▶ [Document passage]
>>>>>
In [None]:
from google.colab import drive

# Mount Google Drive
drive.mount('/content/drive')

# move to desginated directory
import os
os.chdir('/content/drive/MyDrive/DLH Final Project/')

In [None]:
import csv
import numpy as np
import os as os
import pandas as pd
import scipy.io
import skvideo.io
import tensorflow as tf

ECG Model Training Attempt from resources given from DeepHeartBeat (We were not able to reproduce using the code provided, given the core problem of having different dependencies, as the code largely depended on TF2.2.0)

In [None]:
# physio_data processing
physio_data = dict()

for filename in os.listdir('data/physio_training/'):
  if filename.endswith('.mat'):
    mat_data = scipy.io.loadmat('data/physio_training/'+ filename)
    physio_data[filename[:-4]] = {
        'measurements': mat_data['val'][0],
        'frequency': 300
    }

In [None]:
from sklearn.model_selection import train_test_split
from models.ecg import ECGModel

In [None]:
# Load Physionet ECG data
print('%i subjects loaded' % len(physio_data))

# Train-validation split
ids = np.array(list(physio_data.keys()))
train_ids, val_ids = train_test_split(ids, test_size=0.2, random_state=38)

train_data = [physio_data[id] for id in train_ids]
val_data = [physio_data[id] for id in val_ids]

In [None]:

trained_model_path = './self_trained_models/physionet'
model = ECGModel(latent_space_dim=8, batch_size=64, hidden_dim=128, learning_rate=5e-4, log_dir=trained_model_path)
model.fit(train_data, val_data)

model.save_weights(trained_model_path)

ECG Model (self reproduction with help of LLM)

*  Ablation in a window_data procesor, but the results after processing, reducing epochs size are still not ideal



In [None]:
import numpy as np
import tensorflow as tf
from tensorflow.keras import layers, models

WINDOW_SIZE = 256
STRIDE = 128
EPOCHS = 10
BATCH_SIZE = 16

def window_data(data_dict, window_size, stride):
    all_windows = []
    for sample in data_dict.values():
        signal = sample['measurements']
        for start in range(0, len(signal) - window_size + 1, stride):
            window = signal[start:start + window_size]
            all_windows.append(window)
<<<<<
▶ [The problem] Carry the ECG notebook forward from its last line of code. The entries come from a different source than the ECG notebook.

▶ [Extracted information]
>>>>>
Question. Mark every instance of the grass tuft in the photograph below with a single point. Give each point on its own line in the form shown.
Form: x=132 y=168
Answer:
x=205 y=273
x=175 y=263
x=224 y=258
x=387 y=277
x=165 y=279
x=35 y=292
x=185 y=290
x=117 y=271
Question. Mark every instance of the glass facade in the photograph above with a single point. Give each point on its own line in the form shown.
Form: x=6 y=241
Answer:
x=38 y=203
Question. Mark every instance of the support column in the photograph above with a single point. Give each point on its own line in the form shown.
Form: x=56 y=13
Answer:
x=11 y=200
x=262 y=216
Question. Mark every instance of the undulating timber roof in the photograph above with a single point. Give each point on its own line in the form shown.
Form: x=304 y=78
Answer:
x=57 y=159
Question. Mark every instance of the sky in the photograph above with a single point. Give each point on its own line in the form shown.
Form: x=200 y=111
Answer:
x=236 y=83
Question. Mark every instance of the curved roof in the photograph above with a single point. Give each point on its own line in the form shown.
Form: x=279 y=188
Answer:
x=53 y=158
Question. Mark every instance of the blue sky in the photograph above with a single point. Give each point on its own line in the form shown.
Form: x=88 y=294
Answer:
<<<<<
▶ [Result of the exercise]
    return tf.ragged.constant(all_windows, dtype=tf.float32)

windows = window_data(physio_data, WINDOW_SIZE, STRIDE)
print(f"Total windows: {windows.shape[0]}")

def split_train_test(ragged_tensor, train_frac=0.8):
    total = ragged_tensor.shape[0]
    split = int(total * train_frac)
    train = ragged_tensor[:split].to_tensor()
    test = ragged_tensor[split:].to_tensor()
    return train, test

train_x, test_x = split_train_test(windows)

def build_model(input_shape):
    model = models.Sequential([
        layers.Input(shape=input_shape),
        layers.Reshape((input_shape[0], 1)),
        layers.Conv1D(16, 3, activation='relu', padding='same'),
        layers.MaxPooling1D(2),
        layers.Conv1D(8, 3, activation='relu', padding='same'),
        layers.GlobalAveragePooling1D(),
        layers.Dense(input_shape[0]),
        layers.Reshape((input_shape[0],))
    ])
    return model

model = build_model(train_x.shape[1:])
model.compile(optimizer='adam', loss='mse', metrics=['mae'])

history = model.fit(
    train_x, train_x,
    epochs=EPOCHS,
    batch_size=BATCH_SIZE,
    validation_data=(test_x, test_x)
)

eval_loss, eval_mae = model.evaluate(test_x, test_x)
print(f"\nTest MSE: {eval_loss:.4f}, Test MAE: {eval_mae:.4f}")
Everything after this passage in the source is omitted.